──────── Excerpted text ────────

Mascot workflows in Proteome Discoverer
For many users of Thermo instruments, Proteome Discoverer (PD) is their primary user interface for database searching, and Mascot is represented by a node in the workflow. This article collects together a few tips and observations concerning Proteome Discoverer 2.3 and Mascot Server 2.6.
Proteome Discoverer Configuration
Under Administration; Mascot Server, the setting Max. MGF File Size [MB] has a default value of 500. Some people increase this, thinking it is an upper limit on the size of the data set. In fact, PD splits larger peak lists into separate searches and transparently merges the results back into a single set of results. In most cases, this is a good approach, and avoids the possibility of running out of memory on systems with limited RAM. For typical Q-Exactive data, a 500 MB MGF corresponds to 150,000 spectra.
If the search results are only browsed and reported within PD, there is no down-side to this splitting. If you intend to view the search results using Mascot reports, and maybe perform repeat searches, there is the minor inconvenience of having to create a result collection, to combine the results, as described in our May 2017 newsletter. If you want to avoid splitting searches and have plenty of RAM, you could increase this setting, but don’t forget that Microsoft’s IIS web server has a hard limit of 4 GB on the size of an upload, and your server may well be configured with a lower limit.
We sometimes get questions about the authentication settings. If you are not sure whether these are required, try opening a web browser on the PD PC, connect to your Mascot Server home page, then submit a small search. If you are immediately challenged for a user name and password by the web browser, in a pop-up dialog box, you need to enter the same credentials into the web server authentication fields in PD. If you can connect to the home page but are asked for a user name and password when you try to load the search form, as below, you need to enter the same credentials into the Mascot server authentication fields in PD. Otherwise, leave the authentication fields in PD blank; entering credentials when they are not required is likely to cause problems.

──────── Material shown ────────

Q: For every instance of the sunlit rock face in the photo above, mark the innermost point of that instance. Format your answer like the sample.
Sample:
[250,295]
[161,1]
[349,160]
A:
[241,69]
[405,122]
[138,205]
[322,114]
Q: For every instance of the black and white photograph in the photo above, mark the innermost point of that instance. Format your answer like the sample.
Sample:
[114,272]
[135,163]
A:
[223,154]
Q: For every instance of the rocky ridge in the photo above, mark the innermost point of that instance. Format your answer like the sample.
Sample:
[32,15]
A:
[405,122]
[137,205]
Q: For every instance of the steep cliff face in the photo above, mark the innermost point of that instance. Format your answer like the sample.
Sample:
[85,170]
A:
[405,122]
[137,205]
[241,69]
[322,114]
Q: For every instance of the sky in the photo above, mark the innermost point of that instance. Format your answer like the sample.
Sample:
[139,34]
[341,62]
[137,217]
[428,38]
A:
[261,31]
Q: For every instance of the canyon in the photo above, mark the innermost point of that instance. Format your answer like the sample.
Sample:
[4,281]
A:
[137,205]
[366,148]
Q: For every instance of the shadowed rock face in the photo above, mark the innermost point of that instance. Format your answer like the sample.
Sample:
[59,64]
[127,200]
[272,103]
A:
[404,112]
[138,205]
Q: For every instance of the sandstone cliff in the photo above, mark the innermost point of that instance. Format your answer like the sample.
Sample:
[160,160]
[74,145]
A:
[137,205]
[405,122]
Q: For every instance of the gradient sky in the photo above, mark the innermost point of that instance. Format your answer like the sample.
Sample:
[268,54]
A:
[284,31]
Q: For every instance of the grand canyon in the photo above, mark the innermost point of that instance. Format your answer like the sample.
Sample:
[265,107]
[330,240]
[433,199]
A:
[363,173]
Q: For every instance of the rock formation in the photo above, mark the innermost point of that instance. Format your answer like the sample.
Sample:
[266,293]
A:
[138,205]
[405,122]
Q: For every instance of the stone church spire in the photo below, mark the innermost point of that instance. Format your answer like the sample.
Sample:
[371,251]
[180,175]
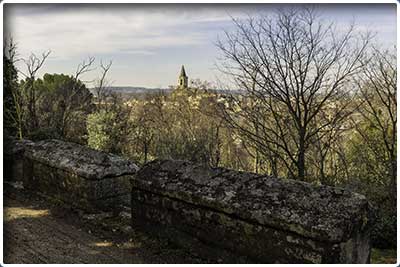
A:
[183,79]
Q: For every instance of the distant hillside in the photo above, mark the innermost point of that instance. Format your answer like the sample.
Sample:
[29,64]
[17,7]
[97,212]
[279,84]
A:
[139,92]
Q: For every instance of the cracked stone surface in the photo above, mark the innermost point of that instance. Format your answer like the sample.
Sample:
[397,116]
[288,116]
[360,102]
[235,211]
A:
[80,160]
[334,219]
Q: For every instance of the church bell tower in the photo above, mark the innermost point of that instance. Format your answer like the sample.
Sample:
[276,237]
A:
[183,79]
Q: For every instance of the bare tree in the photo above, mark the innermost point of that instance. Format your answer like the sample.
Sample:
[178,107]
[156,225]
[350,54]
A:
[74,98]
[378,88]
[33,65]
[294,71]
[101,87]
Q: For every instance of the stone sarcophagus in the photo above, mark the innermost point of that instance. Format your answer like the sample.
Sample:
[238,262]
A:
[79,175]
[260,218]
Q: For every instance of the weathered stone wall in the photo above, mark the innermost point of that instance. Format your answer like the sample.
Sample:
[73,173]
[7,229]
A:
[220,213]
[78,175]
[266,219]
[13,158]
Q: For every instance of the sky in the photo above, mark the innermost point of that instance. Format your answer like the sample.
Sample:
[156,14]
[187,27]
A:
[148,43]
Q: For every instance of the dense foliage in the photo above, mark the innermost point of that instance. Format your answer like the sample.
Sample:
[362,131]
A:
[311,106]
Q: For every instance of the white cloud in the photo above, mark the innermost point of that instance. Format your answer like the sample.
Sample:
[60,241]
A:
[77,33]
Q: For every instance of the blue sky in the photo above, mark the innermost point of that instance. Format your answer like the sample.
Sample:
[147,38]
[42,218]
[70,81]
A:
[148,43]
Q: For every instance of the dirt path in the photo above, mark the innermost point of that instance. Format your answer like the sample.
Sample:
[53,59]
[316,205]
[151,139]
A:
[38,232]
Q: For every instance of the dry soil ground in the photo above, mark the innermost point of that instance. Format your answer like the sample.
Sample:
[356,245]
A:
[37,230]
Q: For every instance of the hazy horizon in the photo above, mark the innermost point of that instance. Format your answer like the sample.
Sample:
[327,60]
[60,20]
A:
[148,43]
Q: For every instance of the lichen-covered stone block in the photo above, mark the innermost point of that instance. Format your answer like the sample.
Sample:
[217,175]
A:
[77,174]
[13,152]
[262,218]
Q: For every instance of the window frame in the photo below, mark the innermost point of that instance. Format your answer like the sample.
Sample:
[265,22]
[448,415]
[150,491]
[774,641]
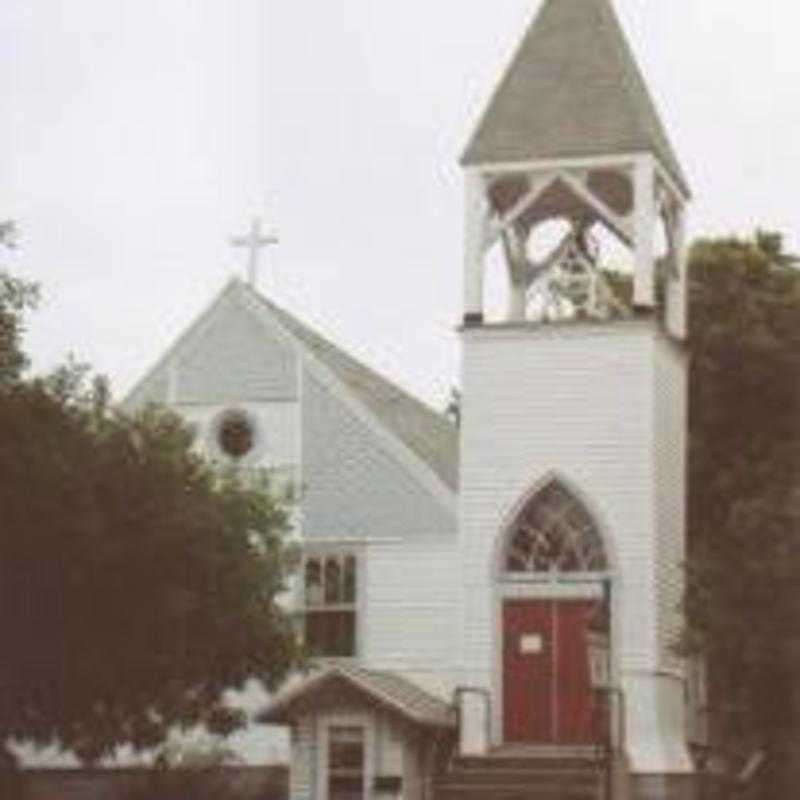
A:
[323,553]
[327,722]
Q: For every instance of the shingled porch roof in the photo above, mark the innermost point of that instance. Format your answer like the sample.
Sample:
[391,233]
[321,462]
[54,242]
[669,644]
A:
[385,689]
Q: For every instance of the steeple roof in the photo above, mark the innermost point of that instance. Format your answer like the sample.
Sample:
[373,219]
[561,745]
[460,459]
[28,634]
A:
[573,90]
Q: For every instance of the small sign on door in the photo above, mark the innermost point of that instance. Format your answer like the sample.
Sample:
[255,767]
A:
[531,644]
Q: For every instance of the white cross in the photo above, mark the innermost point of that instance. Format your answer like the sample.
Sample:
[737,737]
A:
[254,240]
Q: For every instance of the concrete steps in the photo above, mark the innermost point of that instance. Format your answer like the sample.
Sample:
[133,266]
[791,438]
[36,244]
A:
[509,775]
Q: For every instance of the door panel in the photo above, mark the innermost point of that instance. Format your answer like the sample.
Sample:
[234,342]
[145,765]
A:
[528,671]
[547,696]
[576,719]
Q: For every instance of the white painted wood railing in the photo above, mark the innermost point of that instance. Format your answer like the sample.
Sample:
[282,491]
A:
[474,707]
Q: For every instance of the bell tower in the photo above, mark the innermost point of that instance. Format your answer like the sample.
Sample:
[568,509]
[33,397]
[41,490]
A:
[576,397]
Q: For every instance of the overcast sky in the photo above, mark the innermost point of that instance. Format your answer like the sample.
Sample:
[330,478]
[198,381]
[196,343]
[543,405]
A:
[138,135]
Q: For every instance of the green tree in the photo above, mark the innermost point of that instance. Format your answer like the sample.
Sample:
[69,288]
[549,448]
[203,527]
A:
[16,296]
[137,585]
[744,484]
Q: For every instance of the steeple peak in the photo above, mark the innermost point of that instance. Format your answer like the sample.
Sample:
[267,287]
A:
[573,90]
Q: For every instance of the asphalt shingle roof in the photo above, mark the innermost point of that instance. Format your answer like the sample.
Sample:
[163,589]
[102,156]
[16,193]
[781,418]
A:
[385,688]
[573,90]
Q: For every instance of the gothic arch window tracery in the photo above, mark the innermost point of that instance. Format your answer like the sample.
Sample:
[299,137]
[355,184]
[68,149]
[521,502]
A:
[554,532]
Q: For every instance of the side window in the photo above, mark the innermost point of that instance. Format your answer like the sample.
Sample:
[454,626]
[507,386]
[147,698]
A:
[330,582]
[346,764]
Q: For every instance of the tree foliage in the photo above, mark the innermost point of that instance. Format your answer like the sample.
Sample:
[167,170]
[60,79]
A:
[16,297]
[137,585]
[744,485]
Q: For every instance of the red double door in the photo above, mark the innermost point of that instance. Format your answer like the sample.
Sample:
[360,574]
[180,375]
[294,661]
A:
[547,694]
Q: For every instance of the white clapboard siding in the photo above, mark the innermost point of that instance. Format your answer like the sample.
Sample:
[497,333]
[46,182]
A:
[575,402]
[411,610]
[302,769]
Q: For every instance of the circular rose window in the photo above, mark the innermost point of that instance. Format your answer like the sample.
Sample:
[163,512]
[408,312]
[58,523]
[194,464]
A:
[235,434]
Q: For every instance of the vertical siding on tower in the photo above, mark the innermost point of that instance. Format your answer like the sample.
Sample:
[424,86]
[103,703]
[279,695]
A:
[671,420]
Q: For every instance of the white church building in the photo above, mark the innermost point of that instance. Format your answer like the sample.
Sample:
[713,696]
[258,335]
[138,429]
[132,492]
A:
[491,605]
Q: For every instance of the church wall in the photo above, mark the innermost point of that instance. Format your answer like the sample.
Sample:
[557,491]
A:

────────
──────── Material shown ────────

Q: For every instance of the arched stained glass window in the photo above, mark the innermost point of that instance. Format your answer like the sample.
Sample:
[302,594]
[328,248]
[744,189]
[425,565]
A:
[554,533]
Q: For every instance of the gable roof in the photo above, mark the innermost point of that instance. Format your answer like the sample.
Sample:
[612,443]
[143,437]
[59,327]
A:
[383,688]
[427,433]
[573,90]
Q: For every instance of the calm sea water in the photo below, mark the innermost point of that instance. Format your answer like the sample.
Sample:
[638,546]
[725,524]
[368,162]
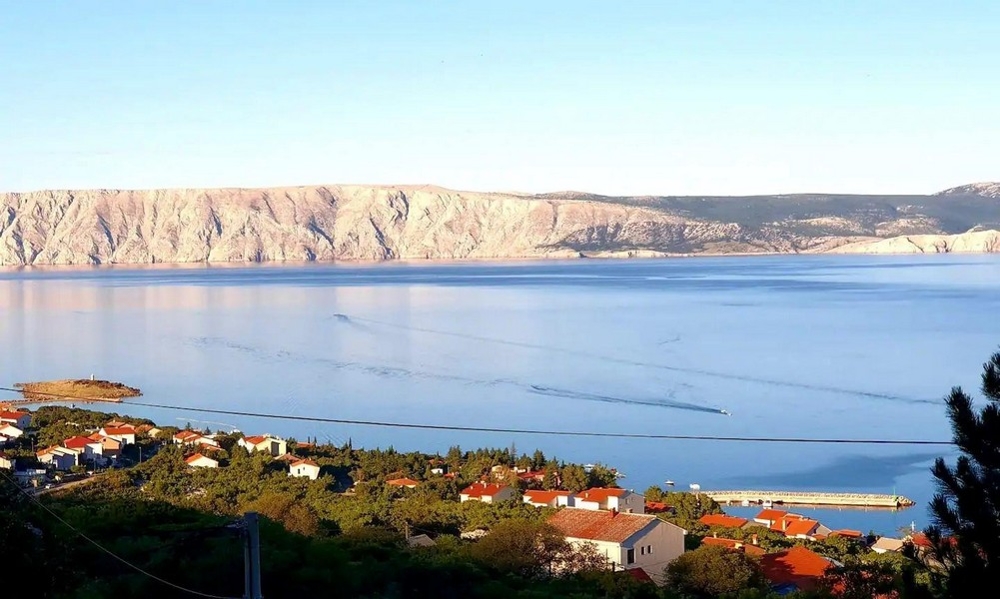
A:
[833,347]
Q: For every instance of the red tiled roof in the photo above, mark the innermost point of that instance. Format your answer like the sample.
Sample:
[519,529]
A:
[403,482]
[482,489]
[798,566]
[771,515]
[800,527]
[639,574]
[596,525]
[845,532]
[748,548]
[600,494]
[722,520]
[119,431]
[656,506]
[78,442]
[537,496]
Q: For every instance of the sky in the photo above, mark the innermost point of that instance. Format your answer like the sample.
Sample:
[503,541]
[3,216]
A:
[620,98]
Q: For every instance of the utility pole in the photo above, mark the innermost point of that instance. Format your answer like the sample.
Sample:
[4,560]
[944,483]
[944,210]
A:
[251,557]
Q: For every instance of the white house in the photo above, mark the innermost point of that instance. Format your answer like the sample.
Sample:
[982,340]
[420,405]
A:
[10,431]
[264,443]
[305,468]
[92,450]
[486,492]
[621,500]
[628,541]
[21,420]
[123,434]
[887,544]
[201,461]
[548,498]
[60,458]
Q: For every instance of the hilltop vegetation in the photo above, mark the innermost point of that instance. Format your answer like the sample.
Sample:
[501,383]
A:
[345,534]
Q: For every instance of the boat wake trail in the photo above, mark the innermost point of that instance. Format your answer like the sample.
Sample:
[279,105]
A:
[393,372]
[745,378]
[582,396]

────────

# [Required work]
Reproduce the portion of the Mascot workflows article that falls between "Mascot workflows in" and "to 150,000 spectra.", inclusive.

# [Response box]
Mascot workflows in Proteome Discoverer
For many users of Thermo instruments, Proteome Discoverer (PD) is their primary user interface for database searching, and Mascot is represented by a node in the workflow. This article collects together a few tips and observations concerning Proteome Discoverer 2.3 and Mascot Server 2.6.
Proteome Discoverer Configuration
Under Administration; Mascot Server, the setting Max. MGF File Size [MB] has a default value of 500. Some people increase this, thinking it is an upper limit on the size of the data set. In fact, PD splits larger peak lists into separate searches and transparently merges the results back into a single set of results. In most cases, this is a good approach, and avoids the possibility of running out of memory on systems with limited RAM. For typical Q-Exactive data, a 500 MB MGF corresponds to 150,000 spectra.